**PROVIDED TEXT:**

>>>>

13. A laminate according to claim 12, wherein said powder adhesive in said first and second nonwoven web layers is a polyester powder adhesive, and also including a polyester powder adhesive disposed between said outermost layer of knit textile fabric and said outer surface of said second nonwoven web layer and bonding the layers together.

14. A laminate suitable for use as a vacuum cleaner outer bag, said laminate comprising: a web of meltblown polymer fibers, a first nonwoven web layer formed of polypropylene staple fibers bonded to one surface of said web of meltblown fibers, a powder adhesive provided in said first nonwoven web layer bonding together the staple fibers thereof and also serving to bond said first nonwoven web layer to said web of meltblown fibers, a second nonwoven web layer formed of polypropylene staple fibers bonded to the opposite surface of said web of meltblown fibers, a powder adhesive provided in said second nonwoven web layer bonding together the staple fibers thereof and also serving to bond said second nonwoven web layer to said web of meltblown fibers, and an outermost layer of a nonwoven textile fabric material laminated to the exposed outer surface of said second nonwoven web layer.

15. A laminate suitable for use as a vacuum cleaner outer bag, said laminate comprising: a multiplicity of meltblown polyester fibers bonded to one another to form a meltblown web having a basis weight of from 0.4 to 2.5 ounces per square yard, a first powder bonded nonwoven web layer formed of polyester staple fibers bonded to one surface of said web of meltblown fibers, said first powder bonded nonwoven web layer having a basis weight of from 0.5 to 3 ounces per square yard, a second powder bonded nonwoven web layer formed of polyester staple fibers bonded to the opposite surface of said web of meltblown fibers, said second powder bonded nonwoven web layer having a basis weight of from 1 to 4 ounces per square yard, a pattern of ultrasonic lamination points bonding said first and second nonwoven webs to said web of meltblown polyester fibers and also serving to impart an embossed pattern to the outer exposed surface of said first nonwoven web layer, and an outermost layer of a knit textile fabric laminated to the outer exposed surface of said second nonwoven web layer.

<<<<

**EXTRACTED MATERIAL:**
>>>>

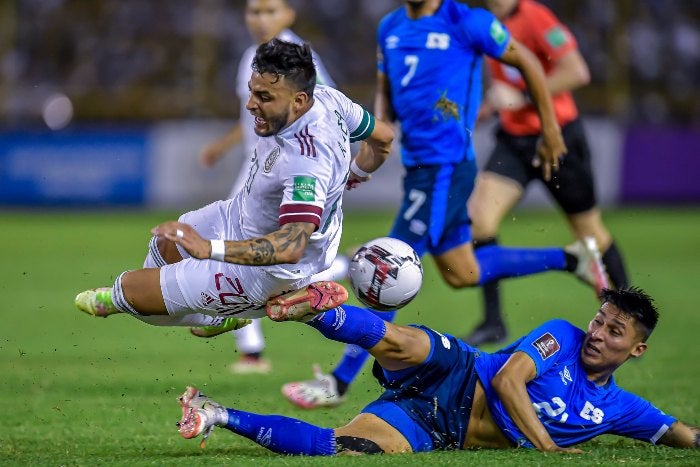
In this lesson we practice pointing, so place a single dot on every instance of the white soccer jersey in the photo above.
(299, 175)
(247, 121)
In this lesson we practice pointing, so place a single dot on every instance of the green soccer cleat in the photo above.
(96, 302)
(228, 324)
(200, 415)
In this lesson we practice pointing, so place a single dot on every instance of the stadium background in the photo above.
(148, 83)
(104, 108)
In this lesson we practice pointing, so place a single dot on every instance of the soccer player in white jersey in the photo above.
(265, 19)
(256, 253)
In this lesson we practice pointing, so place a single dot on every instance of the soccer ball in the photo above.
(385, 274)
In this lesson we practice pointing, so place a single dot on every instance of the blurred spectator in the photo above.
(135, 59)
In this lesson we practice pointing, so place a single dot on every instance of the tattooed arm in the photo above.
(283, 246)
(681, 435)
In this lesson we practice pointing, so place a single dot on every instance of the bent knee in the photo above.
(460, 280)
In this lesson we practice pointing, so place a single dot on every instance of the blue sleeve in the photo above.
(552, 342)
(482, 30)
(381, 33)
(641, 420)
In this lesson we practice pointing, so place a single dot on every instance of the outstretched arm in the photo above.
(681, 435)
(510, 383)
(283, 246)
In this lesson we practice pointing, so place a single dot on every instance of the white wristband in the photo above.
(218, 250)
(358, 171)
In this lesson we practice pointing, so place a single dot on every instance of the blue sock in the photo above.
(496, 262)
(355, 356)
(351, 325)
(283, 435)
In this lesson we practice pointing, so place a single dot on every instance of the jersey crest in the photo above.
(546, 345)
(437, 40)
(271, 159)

<<<<
>>>>

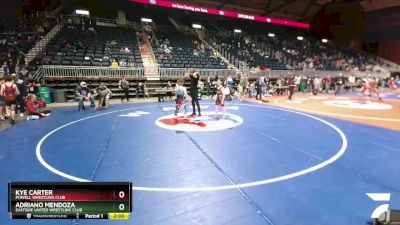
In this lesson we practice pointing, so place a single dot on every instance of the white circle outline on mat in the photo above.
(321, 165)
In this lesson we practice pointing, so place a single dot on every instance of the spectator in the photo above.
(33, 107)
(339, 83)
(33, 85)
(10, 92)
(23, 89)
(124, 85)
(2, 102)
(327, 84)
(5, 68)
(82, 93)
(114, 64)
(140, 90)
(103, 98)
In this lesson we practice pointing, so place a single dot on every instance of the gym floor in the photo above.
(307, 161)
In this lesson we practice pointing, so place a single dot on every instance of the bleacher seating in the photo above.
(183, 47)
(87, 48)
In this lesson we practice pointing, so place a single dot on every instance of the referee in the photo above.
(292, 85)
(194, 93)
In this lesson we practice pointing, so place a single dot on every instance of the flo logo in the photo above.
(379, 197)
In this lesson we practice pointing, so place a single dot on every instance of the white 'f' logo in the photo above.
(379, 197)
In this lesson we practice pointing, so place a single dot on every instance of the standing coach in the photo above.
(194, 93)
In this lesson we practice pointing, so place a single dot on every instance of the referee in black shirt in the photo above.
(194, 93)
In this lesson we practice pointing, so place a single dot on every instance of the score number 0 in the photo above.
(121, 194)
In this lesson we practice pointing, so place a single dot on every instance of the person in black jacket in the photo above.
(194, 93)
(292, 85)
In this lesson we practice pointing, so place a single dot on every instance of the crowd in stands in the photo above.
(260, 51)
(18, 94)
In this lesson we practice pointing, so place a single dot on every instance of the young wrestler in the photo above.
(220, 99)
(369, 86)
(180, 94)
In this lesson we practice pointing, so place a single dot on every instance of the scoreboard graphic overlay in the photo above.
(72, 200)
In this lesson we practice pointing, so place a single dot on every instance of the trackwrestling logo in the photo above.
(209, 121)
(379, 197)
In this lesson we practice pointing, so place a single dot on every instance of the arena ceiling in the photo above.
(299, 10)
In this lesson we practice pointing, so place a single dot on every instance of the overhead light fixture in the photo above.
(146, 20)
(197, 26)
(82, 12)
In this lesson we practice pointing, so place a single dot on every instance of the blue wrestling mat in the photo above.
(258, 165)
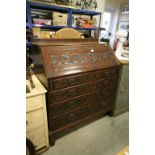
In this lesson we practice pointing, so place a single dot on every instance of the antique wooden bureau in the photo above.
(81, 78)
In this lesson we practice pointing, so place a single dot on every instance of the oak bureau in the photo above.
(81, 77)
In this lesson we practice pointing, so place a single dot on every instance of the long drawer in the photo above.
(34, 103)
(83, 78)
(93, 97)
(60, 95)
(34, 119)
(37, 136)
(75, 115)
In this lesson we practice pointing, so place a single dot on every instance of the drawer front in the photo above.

<<<<

**INSTRUCTION 1:** Please return the stretch of the laminate claims from "13. A laminate" through "the layers together.".
**INSTRUCTION 2:** List every basis weight range given in the laminate claims, along with the layer each one applies to.
**INSTRUCTION 3:** Continue the laminate claims for the vacuum cleaner outer bag from the point where they stop.
The records have no connection to the laminate claims.

**FINAL ANSWER 1:**
13. A laminate according to claim 12, wherein said powder adhesive in said first and second nonwoven web layers is a polyester powder adhesive, and also including a polyester powder adhesive disposed between said outermost layer of knit textile fabric and said outer surface of said second nonwoven web layer and bonding the layers together.

**FINAL ANSWER 2:**
- Meltblown web: 0.4 to 2.5 ounces per square yard
- First powder bonded nonwoven web layer: 0.5 to 3 ounces per square yard
- Second powder bonded nonwoven web layer: 1 to 4 ounces per square yard

**FINAL ANSWER 3:**
16. A laminate according to claim 15, wherein said meltblown web has a basis weight of from 0.5 to 1 ounces per square yard, said first nonwoven web layer has a basis weight of from 0.5 to 1.5 ounce per square yard, and said second nonwoven web layer has a basis weight of from 1.0 to 3 ounces per square yard.

17. A laminate according to claim 16 wherein said second nonwoven web layer has a basis weight greater than said first nonwoven web layer.

18. A laminate according to claim 15, wherein said first and second nonwoven web layers are comprised of a blend of monocomponent polyester fibers and bicomponent polyester fibers.

19. A vacuum cleaner outer bag formed from the laminate of claim 1.

20. A vacuum cleaner outer bag formed from the laminate of claim 12.

21. A vacuum cleaner outer bag formed from the laminate of claim 15.

22. A process for producing a laminate suitable for use as a vacuum cleaner outer bag, said process comprising forming a first nonwoven web layer from staple fibers, bonding one surface of said nonwoven web layer to one surface of a web of meltblown fibers, forming a second nonwoven web layer from staple fibers, bonding one surface of said second nonwoven web layer to the opposite surface of said web of meltblown fibers, and bonding the exposed outer surface of said second nonwoven web layer to a textile fabric material.

23. A process according to claim 22, wherein said step of forming a first nonwoven web layer and said step performing a second nonwoven web layer each comprise carding polyester staple fibers and forming therefrom a carded nonwoven web.

24. A process according to claim 22, wherein said step of bonding one surface of said nonwoven web layer to one surface of a web of meltblown fibers comprises distributing a powder adhesive onto said first nonwoven web layer, directing the nonwoven web layer and the powder adhesive through an oven and heating the powder adhesive to render it adhesive, directing a web of meltblown fibers into contact with said one surface of said nonwoven web layer, and directing the first nonwoven web layer and the meltblown web of through a laminating nip and applying pressure to bond the nonwoven web layer to the meltblown web.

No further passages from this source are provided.